** Start **
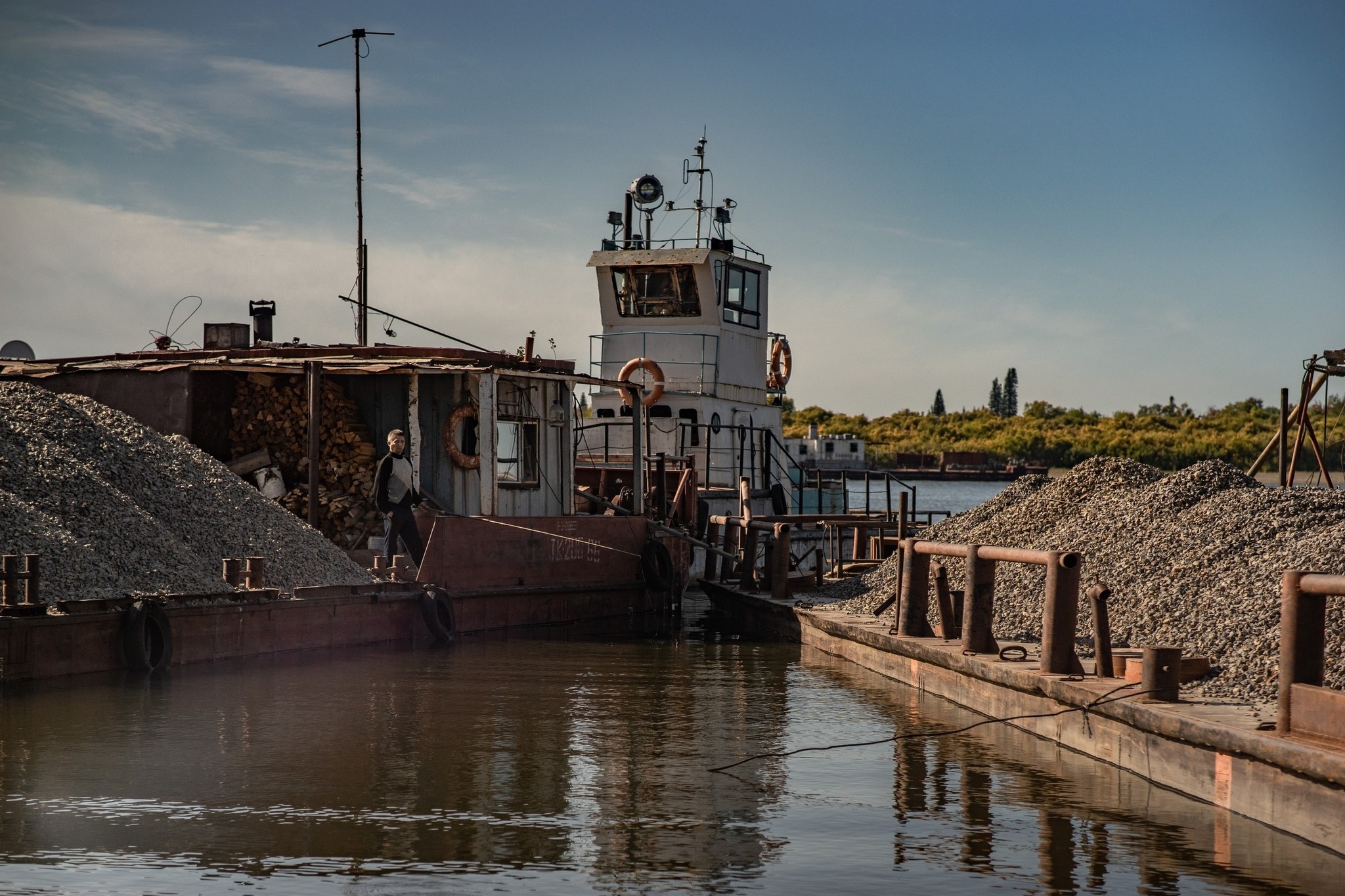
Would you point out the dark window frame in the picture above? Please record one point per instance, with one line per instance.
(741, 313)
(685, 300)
** End **
** Start **
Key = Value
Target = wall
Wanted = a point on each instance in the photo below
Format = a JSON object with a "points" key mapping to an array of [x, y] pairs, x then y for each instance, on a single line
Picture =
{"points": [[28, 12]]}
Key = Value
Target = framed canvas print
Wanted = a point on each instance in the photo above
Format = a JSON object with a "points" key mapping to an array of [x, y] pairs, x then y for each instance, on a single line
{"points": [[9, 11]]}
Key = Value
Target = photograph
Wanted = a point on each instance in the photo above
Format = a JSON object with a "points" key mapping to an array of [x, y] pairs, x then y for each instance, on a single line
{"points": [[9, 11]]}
** End **
-- Goal --
Pick out every line in the items above that contains the word "Target", and copy each of those lines. Case counts when matching.

-- Solution for this exercise --
Target = wall
Target = framed canvas print
Target = photograph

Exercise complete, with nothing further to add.